WORK TO COMPLETE => For this task, every record below must be reproduced exactly.

[RECORDS FOR PROCESSING]

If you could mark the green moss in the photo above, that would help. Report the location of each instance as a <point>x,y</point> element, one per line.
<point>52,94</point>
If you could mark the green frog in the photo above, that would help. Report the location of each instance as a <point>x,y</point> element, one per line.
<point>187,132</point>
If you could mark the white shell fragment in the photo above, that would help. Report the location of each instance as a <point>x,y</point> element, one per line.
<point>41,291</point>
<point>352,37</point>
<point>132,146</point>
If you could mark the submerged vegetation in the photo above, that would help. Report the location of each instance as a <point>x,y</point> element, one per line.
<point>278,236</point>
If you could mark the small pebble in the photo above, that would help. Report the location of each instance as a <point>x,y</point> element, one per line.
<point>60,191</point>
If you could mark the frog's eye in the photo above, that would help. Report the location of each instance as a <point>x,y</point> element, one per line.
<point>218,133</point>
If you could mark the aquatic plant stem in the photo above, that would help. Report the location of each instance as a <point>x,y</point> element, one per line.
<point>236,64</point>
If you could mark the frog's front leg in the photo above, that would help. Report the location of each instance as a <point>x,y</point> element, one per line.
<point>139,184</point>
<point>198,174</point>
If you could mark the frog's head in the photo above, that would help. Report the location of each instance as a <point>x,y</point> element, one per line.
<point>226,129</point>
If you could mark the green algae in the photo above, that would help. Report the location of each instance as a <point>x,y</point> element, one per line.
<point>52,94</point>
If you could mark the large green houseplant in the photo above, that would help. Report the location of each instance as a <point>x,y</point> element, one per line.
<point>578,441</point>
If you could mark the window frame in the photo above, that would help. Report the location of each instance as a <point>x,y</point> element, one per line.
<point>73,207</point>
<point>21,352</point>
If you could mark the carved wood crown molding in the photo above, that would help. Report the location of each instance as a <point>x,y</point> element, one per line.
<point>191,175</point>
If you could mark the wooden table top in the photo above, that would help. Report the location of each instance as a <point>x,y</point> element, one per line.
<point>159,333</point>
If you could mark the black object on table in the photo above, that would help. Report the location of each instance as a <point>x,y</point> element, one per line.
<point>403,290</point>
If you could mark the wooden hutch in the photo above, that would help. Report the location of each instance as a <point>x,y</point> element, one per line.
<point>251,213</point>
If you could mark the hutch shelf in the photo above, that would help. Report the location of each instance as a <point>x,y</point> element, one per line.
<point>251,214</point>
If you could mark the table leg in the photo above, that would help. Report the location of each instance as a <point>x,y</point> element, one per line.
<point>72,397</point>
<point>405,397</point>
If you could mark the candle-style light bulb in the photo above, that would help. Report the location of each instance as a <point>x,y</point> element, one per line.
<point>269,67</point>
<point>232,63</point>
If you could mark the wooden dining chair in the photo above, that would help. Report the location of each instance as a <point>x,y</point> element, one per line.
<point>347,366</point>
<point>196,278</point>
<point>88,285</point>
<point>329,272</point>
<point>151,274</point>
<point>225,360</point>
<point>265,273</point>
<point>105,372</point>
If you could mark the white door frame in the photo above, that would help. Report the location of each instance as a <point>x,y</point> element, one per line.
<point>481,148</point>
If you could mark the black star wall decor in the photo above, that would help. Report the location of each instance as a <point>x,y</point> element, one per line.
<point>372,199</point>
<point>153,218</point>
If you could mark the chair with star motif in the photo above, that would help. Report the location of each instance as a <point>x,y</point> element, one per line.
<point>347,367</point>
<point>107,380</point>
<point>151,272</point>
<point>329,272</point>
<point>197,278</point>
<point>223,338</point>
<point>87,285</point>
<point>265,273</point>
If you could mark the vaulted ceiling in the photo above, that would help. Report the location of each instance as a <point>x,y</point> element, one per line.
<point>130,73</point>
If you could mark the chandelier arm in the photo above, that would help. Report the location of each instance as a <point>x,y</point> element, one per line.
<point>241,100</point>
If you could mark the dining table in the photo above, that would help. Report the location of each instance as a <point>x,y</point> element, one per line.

[/RECORDS FOR PROCESSING]

SOLUTION TO THIS EXERCISE =>
If you could mark the green moss in the photo above, that would help. Report the location of each instance as a <point>x,y</point> element, one per line.
<point>52,94</point>
If you could mark the green frog in the photo above, that would help. Report the location of each instance as a <point>x,y</point> element, one per line.
<point>187,132</point>
If you could mark the white shell fragment in the photo above, that would help. Report the location of each instance as a <point>x,y</point> element, one per line.
<point>41,291</point>
<point>352,37</point>
<point>132,146</point>
If you could mark the submerged vegetation in the photo above, that would help. Report the location of each instance as a <point>x,y</point> element, one per line.
<point>278,236</point>
If you could mark the small pebble in the photo above, that would help. Report the location of each instance as a <point>x,y</point> element, one per line.
<point>60,191</point>
If you could mark the frog's eye in the photo above, that would help. Report the location of each instance as a <point>x,y</point> element, one per line.
<point>218,133</point>
If you could mark the aquatic plant stem in the photo above, that would help. Report the location of each instance as a <point>x,y</point> element, one per line.
<point>236,64</point>
If you could mark the frog's front leg in the photo above, that would help. Report the location of each instance as a <point>x,y</point> element, one per line.
<point>139,184</point>
<point>198,174</point>
If you could mark the frog's head in the photo above, that would help. Report the location of each instance as a <point>x,y</point> element, one per line.
<point>226,129</point>
If you could mark the green algae in the photo above, that would help. Report the location of each instance as a <point>x,y</point> element, one per line.
<point>52,94</point>
If you could mark the large green houseplant in the photo above, that would help. Report the location of each instance as a <point>x,y</point> element, one per line.
<point>578,441</point>
If you could mark the window frame in the photo above, that would help. Report the location of each instance as a <point>x,y</point> element, one per line.
<point>73,207</point>
<point>21,352</point>
If you could mark the carved wood crown molding in the photo above, that would help. Report the location of each instance as a <point>x,y</point> element, one per line.
<point>191,175</point>
If you could mark the wooden table top in the photo above, that would help. Report the location of each instance as a <point>x,y</point> element, one per line.
<point>159,333</point>
If you could mark the black object on table in the photo above, that would help. Report the location of each instance as a <point>x,y</point> element, one per line.
<point>403,290</point>
If you could mark the wooden hutch in the photo above, that would help. Report the location of each instance as a <point>x,y</point> element, one per line.
<point>251,213</point>
If you could mark the hutch shelf in the photo above, that would help. Report the location of each instance as a <point>x,y</point> element, one per line.
<point>251,214</point>
If you could mark the table leg in the photo above, that would help. Report the location of each instance as a <point>x,y</point> element, one per line.
<point>72,397</point>
<point>405,397</point>
If you could mark the candle-style light bulb in the photo above, that would help. Report the location of each instance as a <point>x,y</point> element, one per line.
<point>269,67</point>
<point>232,63</point>
If you could mark the wooden dining chair in the photo above, that would help. Report the location of each instance as a <point>x,y</point> element, one per line.
<point>347,366</point>
<point>196,278</point>
<point>88,285</point>
<point>329,272</point>
<point>151,274</point>
<point>225,360</point>
<point>265,273</point>
<point>105,372</point>
If you could mark the white door frame in the photo above, that would help. Report the location of each instance as a <point>x,y</point> element, one per line.
<point>481,148</point>
If you could mark the black star wall decor in the photo above, that would help. Report the location of each instance as a <point>x,y</point> element, one per line.
<point>372,199</point>
<point>153,218</point>
If you could mark the chair with star motif in the photo above, that would help. Report the location of each instance as a <point>x,y</point> element, one per line.
<point>347,367</point>
<point>107,380</point>
<point>151,272</point>
<point>329,272</point>
<point>197,278</point>
<point>223,338</point>
<point>87,285</point>
<point>265,273</point>
If you could mark the vaulted ceiling in the photo above, that would help. Report the location of each instance as a <point>x,y</point> element, one per line.
<point>130,73</point>
If you could mark the chandelier arm in the photo above, that would help. Report the location of each instance as a <point>x,y</point> element, one per line.
<point>241,100</point>
If you could mark the dining table in the photo above, that would help. Report the location of each instance as a <point>x,y</point> element, one per line.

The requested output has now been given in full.